Give back the whole listing exactly as shown.

Coordinate labeling data:
* start *
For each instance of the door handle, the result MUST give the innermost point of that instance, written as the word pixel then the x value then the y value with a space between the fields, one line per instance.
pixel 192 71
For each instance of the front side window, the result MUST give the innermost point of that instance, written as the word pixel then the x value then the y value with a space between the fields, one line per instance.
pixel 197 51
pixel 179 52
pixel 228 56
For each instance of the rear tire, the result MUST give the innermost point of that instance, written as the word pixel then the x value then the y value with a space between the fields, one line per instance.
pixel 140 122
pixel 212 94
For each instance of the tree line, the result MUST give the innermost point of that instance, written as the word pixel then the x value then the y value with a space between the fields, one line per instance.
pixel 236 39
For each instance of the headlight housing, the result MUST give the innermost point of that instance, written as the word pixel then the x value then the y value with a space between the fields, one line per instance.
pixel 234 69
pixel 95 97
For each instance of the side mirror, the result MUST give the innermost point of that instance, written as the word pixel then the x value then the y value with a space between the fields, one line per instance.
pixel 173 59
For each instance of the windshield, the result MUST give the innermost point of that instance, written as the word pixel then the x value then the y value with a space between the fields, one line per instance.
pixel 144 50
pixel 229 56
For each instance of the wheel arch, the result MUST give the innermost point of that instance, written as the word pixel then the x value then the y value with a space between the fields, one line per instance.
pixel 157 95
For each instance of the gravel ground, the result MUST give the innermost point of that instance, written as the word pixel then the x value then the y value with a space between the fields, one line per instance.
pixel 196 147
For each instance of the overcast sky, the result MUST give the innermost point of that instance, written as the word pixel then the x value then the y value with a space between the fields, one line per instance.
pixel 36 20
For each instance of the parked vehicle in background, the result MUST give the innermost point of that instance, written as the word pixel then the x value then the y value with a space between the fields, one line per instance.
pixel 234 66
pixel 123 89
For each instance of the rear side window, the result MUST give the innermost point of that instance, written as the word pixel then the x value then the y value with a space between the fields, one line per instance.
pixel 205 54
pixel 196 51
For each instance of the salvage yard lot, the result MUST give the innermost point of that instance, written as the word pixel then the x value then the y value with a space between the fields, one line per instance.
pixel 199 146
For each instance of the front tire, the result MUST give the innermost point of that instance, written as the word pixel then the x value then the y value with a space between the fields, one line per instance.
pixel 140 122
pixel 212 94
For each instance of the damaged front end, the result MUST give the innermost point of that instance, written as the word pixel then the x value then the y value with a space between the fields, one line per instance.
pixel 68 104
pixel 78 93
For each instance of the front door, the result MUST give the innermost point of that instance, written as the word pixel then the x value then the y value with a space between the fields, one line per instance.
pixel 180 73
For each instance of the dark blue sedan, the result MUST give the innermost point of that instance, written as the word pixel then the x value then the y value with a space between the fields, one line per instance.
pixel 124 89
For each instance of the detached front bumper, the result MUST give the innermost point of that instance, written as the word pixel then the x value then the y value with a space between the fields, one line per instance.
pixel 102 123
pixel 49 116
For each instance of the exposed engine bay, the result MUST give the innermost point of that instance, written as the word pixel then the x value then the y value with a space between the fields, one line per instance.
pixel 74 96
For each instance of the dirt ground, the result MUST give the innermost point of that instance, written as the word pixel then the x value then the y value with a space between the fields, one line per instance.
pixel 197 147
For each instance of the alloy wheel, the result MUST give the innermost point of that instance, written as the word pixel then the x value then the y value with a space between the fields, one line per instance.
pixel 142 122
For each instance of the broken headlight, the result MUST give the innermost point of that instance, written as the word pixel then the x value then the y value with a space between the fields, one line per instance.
* end *
### Response for this exercise
For each instance of the door handle, the result MUST give the innermost point of that instance, written as the word pixel then the x value then the y value with a space between the fields, one line per instance.
pixel 192 71
For each instance of the front side window, the result MUST give the innermost point of that instance, written as the word pixel then the x value then the y value with a space between the fields, one line per instance.
pixel 197 51
pixel 179 52
pixel 228 56
For each instance of the rear tire, the result MUST give the innermost point of that instance, written as the word pixel then the x value then the y value with a space between the fields, one line per instance.
pixel 140 122
pixel 212 94
For each instance of the tree line, the result MUST give the innermost point of that instance, written as the word pixel then the x value then the y value with a space between the fields, one line per instance.
pixel 236 39
For each instance of the headlight housing, the result MUST give the innermost point of that instance, written as the word pixel then the x value then the y value with a space between the fields, one line per instance.
pixel 234 69
pixel 95 97
For each instance of the side mirror, the result MUST give the innermost point of that instance, written as the word pixel then the x value then the y value with a space between the fields, one line per instance.
pixel 173 59
For each instance of the windshield, the result MUST give the innermost point of that instance, written as the word pixel then the x value then the y value with a space between the fields, one line per instance.
pixel 144 50
pixel 229 56
For each instance of the wheel arch, the result MUST give the innermost point of that instance, written as the word pixel then the x value then the y value with a space between the fields, one line per instance.
pixel 157 95
For each instance of the gravel ground, the result MUST give the innermost point of that instance, written as the word pixel then the x value then the y value with a space between the fields, one line per instance.
pixel 196 147
For each instance of the overcast sky, the result MUST give the innermost point of that instance, written as the word pixel then the x value then the y value with a space between the fields, one line per instance.
pixel 36 20
For each instance of the parked vehicle in background, the result MUST give the innermost point of that instance, written as the word pixel then the x value then the y value with a space between the fields, one line per instance.
pixel 234 66
pixel 123 89
For each instance of the rear side window, the result MUST give the innermost point of that instance, written as the word pixel then the x value then the y value with a space between the fields, one line per instance.
pixel 205 54
pixel 196 51
For each instance of the salvage yard lot, the result MUST give the innermost point of that instance, written as the word pixel then the x value then the y value with a space between the fields, one line per instance.
pixel 199 146
For each instance of the front tire, the result MUST give the innermost point of that instance, written as the word pixel then the x value then the y value with a space between the fields, one line per instance.
pixel 140 122
pixel 212 94
For each instance of the damaged front end, the result MUST give the innermost point of that instance, written as the word pixel then the x value then the y value with a space between the fields, one line per instance.
pixel 68 104
pixel 78 93
For each instance of the front door, the result MUST give the innermost point of that instance, written as the word pixel then the x value then the y value with a space between the fields, one line per instance.
pixel 180 73
For each instance of the dark blue sedan, the result MUST give the innermost point of that instance, written as the word pixel then the x value then the y value with a space between the fields, one line per instance.
pixel 124 89
For each instance of the detached front bumper, the result MUST give the innermost point of that instance, written as the word pixel then the x value then the y value with a space between the fields, one line per instance.
pixel 102 123
pixel 49 116
For each instance of the exposed engine bay, the result MUST give the innermost point of that instance, written as the word pixel then the x value then the y value with a space between the fields, one line per instance.
pixel 74 96
For each instance of the dirt ground, the result MUST give the innermost point of that instance, written as the word pixel then the x value then the y value with a space between the fields, one line per instance.
pixel 197 147
For each instance of the alloy wheel, the result MUST give the innermost point of that instance, written as the word pixel then the x value then the y value with a space between the fields, one line per instance.
pixel 142 122
For each instance of the broken headlight, the result MUST give the innermost point of that instance, written as the word pixel then the x value then the y value with a space between the fields, one line per instance.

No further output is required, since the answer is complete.